EXERCISE INSTRUCTIONS:
a – Reproduce the passage of the Panama Canal post between "Expanded Panama Canal" and "to this day.", inclusive.
b – Answer these questions from the Panama Canal post, one per line:
(i) In what year did the original canal open?
(ii) What is the cost of the canal expansion?
(iii) How many containers can the new "post-Panamax" ships carry?

EXERCISE TEXT:
○ ○ ○

Sunday, January 13, 2013

Expanded Panama Canal - Will Virginia Be Ready for the Opportunity

The Panama Canal has always held a mystique in my family.   Why?  Because as a young man my mothers father worked on building the original canal which opened in 1914, received a presidential medal from Teddy Roosevelt for his services, and made the money while working on the canal needed to put himself through Vanderbilt's medical school.  Later, he would return to Central America as a doctor working both in Panama and Honduras.   Investments he made during the 1920's in Central American enterprises remain in the family to this day.   

The original Panama Canal revolutionized shipping and commerce.  Now, nearly a century later, the Panama Canal is being vastly expanded and trade will again be significantly changed, with east coast ports potentially hitting a major windfall - that is, if the ports are ready to take advantage of the opportunity.  Norfolk and Hampton Roads could enjoy an economic boom.  The question is, whether the area is equipped to take advantage of the opportunity.  We have the deep water port thanks to the U.S. Navy, but much of the rest of the needed infrastructure - especially improved highways - have stagnated and/or are in poor repair thanks to the Republican Party of Virginia's refusal to increase taxes to rebuild and expand critical highway systems.   Sadly, the knuckle draggers in the Virginia GOP cannot grasp the reality that to make money, sometimes you have to spend money.  A piece in the Washington Post looks at the coming game changer the expanded Canal will be.  Here are highlights:

PANAMA CITY — This is a story about big, and how one of the biggest construction projects in the world, the remaking of the Panama Canal, will let bigger boats sail into deeper harbors, where authorities are spending billions dredging channels, blasting tunnels and buying cranes from China the size of 14-story buildings to accommodate super-sized cargo.

All this might knock a couple of dollars off the price of a smartphone shipped from Shanghai — or alleviate poverty in Panama, where the government plans to make a fortune in tolls — or create a windfall for the ports ready to receive the big ships, such as those in Baltimore and Norfolk.

[W]ith the $5.25 billion expansion of the Panama Canal now officially half complete, a scramble is on among the hemisphere’s ports to lure a new generation of elephantine cargo ships, bulk carriers and automobile haulers to their harbors, where boosters envision an economic boom.
These new “post-Panamax” ships are the length of aircraft carriers. From the waterline, they’re 190 feet tall, or nearly twice the height of the Lincoln Memorial. The ships can carry as many as 12,000 containers, or about a million flat-screen TVs.

○ ○ ○

(Collected data)

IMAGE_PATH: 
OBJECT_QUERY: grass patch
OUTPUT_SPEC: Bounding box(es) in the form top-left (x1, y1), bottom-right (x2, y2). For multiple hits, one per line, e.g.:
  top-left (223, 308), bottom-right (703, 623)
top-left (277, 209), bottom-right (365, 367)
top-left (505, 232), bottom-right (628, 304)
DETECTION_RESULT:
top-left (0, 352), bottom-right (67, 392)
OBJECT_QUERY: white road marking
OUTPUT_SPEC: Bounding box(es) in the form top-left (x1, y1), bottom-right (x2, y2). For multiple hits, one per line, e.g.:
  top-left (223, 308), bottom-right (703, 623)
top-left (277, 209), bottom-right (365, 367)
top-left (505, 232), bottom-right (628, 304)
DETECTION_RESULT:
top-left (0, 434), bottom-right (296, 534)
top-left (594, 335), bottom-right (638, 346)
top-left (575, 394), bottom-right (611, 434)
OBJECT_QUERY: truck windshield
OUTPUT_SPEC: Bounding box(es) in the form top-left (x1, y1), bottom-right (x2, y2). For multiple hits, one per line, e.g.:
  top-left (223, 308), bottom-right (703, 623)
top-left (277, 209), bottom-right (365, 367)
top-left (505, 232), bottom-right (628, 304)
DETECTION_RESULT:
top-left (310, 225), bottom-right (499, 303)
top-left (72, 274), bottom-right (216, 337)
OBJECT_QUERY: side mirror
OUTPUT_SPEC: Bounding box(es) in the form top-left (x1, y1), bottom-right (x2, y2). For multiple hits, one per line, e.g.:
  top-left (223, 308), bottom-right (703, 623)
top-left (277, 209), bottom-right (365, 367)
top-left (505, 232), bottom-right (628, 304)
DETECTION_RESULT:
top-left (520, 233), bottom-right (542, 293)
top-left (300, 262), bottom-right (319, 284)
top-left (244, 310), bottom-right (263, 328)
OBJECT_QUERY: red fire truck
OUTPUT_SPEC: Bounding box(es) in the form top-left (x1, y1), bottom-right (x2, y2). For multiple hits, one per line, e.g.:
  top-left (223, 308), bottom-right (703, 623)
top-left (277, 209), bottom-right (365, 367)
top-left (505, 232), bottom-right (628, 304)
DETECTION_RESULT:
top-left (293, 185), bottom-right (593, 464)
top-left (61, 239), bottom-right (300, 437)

○ ○ ○

SOLUTIONS FOR EACH TASK:
a –
Expanded Panama Canal - Will Virginia Be Ready for the Opportunity

The Panama Canal has always held a mystique in my family.   Why?  Because as a young man my mothers father worked on building the original canal which opened in 1914, received a presidential medal from Teddy Roosevelt for his services, and made the money while working on the canal needed to put himself through Vanderbilt's medical school.  Later, he would return to Central America as a doctor working both in Panama and Honduras.   Investments he made during the 1920's in Central American enterprises remain in the family to this day.

b –
(i) 1914
(ii) $5.25 billion
(iii) As many as 12,000